| The input |
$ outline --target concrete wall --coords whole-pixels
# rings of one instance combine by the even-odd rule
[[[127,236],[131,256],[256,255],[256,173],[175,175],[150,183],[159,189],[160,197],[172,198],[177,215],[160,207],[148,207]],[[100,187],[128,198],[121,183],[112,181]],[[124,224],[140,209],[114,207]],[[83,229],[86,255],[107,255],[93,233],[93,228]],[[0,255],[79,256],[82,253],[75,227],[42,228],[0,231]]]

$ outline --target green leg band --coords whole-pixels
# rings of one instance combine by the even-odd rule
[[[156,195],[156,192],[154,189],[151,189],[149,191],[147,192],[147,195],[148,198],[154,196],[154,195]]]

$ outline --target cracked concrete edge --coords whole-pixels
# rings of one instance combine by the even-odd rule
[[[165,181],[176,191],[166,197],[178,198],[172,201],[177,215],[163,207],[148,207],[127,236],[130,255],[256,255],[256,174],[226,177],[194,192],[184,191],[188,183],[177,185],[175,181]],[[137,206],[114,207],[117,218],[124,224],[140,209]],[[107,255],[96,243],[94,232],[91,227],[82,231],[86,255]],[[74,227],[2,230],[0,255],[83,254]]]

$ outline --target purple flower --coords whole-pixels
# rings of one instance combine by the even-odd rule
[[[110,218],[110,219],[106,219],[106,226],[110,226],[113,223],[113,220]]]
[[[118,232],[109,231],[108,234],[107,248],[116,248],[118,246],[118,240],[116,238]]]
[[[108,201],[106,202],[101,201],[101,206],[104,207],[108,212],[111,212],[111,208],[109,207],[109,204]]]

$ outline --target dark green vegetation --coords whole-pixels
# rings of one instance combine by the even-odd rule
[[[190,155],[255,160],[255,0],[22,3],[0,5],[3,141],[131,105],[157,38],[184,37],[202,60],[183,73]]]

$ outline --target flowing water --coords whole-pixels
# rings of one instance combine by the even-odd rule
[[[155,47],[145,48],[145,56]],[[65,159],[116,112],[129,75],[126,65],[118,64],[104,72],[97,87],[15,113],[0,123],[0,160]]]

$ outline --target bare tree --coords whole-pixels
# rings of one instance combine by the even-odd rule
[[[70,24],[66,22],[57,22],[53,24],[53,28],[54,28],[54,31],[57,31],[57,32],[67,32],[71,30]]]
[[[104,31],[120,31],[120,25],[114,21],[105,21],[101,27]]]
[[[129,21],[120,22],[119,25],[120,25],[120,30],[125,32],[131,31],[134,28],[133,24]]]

| Exercise objective |
Extract every line of the listing above and reproduce it character for character.

| Result for this exercise |
$ outline --target concrete wall --coords whole-pixels
# rings of one instance combine by the even-odd rule
[[[127,236],[131,256],[256,255],[256,173],[175,175],[150,183],[159,189],[160,197],[172,198],[177,215],[160,207],[148,207]],[[100,187],[128,198],[121,183],[112,181]],[[124,224],[140,209],[114,207]],[[83,229],[86,255],[107,255],[93,233],[93,228]],[[0,255],[79,256],[82,253],[75,227],[42,228],[0,231]]]

$ outline --target green leg band --coords whole-pixels
# rings of one instance combine by the even-odd rule
[[[156,195],[156,192],[154,189],[151,189],[149,191],[147,192],[147,195],[148,198],[154,196],[154,195]]]

$ outline --target cracked concrete edge --coords whole-pixels
# rings of one instance combine by the even-odd rule
[[[165,181],[176,191],[166,197],[178,198],[172,201],[177,215],[163,207],[148,207],[127,236],[130,255],[256,255],[256,174],[226,177],[194,192],[184,191],[188,183],[177,185],[175,181]],[[137,206],[114,207],[117,218],[124,224],[140,209]],[[107,255],[96,243],[94,232],[91,227],[82,231],[86,255]],[[74,227],[2,230],[0,255],[83,254]]]

$ outline --target purple flower --coords whole-pixels
# rings of one instance combine by the even-odd rule
[[[110,218],[110,219],[106,219],[106,226],[110,226],[113,223],[113,220]]]
[[[118,232],[109,231],[108,234],[107,248],[116,248],[118,246],[118,240],[116,238]]]
[[[108,201],[106,202],[101,201],[101,206],[104,207],[108,212],[111,212],[111,208],[109,207],[109,204]]]

$ outline --target dark green vegetation --coords whole-pixels
# rings of one instance combine by the even-odd rule
[[[190,155],[255,160],[255,0],[22,3],[0,5],[3,141],[131,105],[157,38],[184,37],[202,60],[183,73]]]

$ outline --target flowing water --coords whole-pixels
# rings of one instance combine by the even-odd rule
[[[155,47],[145,48],[145,56]],[[65,159],[116,112],[129,75],[126,65],[118,64],[104,72],[97,87],[15,113],[0,123],[0,160]]]

$ outline --target bare tree --coords whole-pixels
# rings of one instance combine by the even-odd rule
[[[70,24],[66,22],[57,22],[53,24],[53,28],[54,28],[54,31],[57,31],[57,32],[67,32],[71,30]]]
[[[104,31],[120,31],[120,25],[114,21],[105,21],[101,27]]]
[[[129,21],[120,22],[119,25],[120,25],[120,30],[125,32],[131,31],[134,28],[133,24]]]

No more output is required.